=== Exercise aim ===
Write out the full set of records exactly. Any pictures in them do not belong in the copy.

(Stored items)
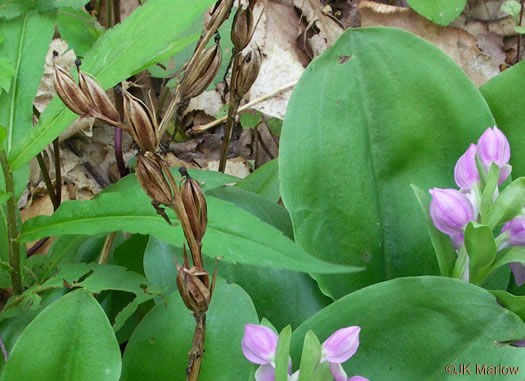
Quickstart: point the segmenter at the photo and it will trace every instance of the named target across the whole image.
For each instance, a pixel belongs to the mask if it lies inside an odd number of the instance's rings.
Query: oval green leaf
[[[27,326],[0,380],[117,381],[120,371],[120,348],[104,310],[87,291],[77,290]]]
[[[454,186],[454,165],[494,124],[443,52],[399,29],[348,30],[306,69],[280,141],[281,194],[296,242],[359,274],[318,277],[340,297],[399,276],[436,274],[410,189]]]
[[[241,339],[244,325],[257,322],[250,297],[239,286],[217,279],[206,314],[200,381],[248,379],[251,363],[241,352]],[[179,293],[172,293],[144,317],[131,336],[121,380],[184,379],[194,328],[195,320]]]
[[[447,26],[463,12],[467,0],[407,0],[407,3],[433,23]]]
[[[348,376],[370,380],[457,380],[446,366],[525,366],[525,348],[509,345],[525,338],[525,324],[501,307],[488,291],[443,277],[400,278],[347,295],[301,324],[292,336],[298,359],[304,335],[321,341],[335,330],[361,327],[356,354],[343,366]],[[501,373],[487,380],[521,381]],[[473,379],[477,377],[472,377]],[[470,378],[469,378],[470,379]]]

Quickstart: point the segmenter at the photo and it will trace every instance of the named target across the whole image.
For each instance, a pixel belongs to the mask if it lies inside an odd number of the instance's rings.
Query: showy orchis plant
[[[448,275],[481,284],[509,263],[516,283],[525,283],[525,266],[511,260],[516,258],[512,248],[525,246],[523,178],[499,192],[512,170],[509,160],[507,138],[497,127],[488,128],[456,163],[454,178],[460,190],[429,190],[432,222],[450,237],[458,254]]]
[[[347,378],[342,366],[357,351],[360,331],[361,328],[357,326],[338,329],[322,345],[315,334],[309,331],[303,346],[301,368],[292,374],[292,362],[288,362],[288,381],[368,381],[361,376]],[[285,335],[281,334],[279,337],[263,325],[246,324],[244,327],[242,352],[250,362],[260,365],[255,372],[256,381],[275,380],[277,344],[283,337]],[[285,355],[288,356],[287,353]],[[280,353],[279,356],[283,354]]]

=== Reply ===
Quickstart: point the segmenter at the photo and it will trace every instance of the named target across the whole image.
For each instance, a pixel belongs to the mask if it lies inside an odd number of the instance's rings.
Query: oval green leaf
[[[27,326],[0,380],[117,381],[120,371],[120,348],[104,310],[87,291],[77,290]]]
[[[454,186],[454,165],[494,124],[443,52],[399,29],[348,30],[306,69],[280,141],[281,194],[296,242],[359,274],[318,277],[340,297],[399,276],[436,274],[410,189]]]
[[[241,339],[244,325],[257,322],[250,297],[239,286],[217,279],[206,314],[200,381],[248,379],[251,363],[241,352]],[[179,293],[172,293],[144,317],[131,336],[121,380],[184,379],[194,328],[195,320]]]
[[[447,26],[463,12],[467,0],[407,0],[407,3],[433,23]]]
[[[348,376],[370,380],[457,380],[446,366],[525,366],[525,348],[509,345],[525,338],[525,324],[501,307],[488,291],[443,277],[400,278],[347,295],[301,324],[292,336],[298,359],[304,335],[321,341],[335,330],[361,327],[356,354],[343,366]],[[501,373],[487,380],[521,381]],[[473,379],[477,377],[472,377]],[[470,378],[469,378],[470,379]]]

Quickstart: point the segmenter at the photo and it will trace every instance of the named target across the whole image.
For each instance, a pixel belongs to the mask if it lies inside an odd number of the instance's rings.
Query: showy orchis plant
[[[448,275],[481,284],[509,263],[516,283],[525,283],[525,266],[511,260],[516,258],[512,248],[525,246],[523,178],[499,192],[512,170],[509,160],[507,138],[497,127],[488,128],[456,163],[454,178],[460,190],[429,190],[432,222],[450,237],[458,254]]]
[[[347,378],[342,366],[357,351],[360,331],[361,328],[357,326],[338,329],[322,345],[315,334],[309,331],[303,346],[301,368],[292,374],[292,362],[288,362],[288,381],[368,381],[361,376]],[[285,335],[281,334],[279,337],[263,325],[246,324],[244,327],[242,352],[250,362],[260,365],[255,372],[256,381],[275,380],[277,344],[283,337]],[[285,355],[288,356],[287,353]],[[280,353],[279,356],[283,354]]]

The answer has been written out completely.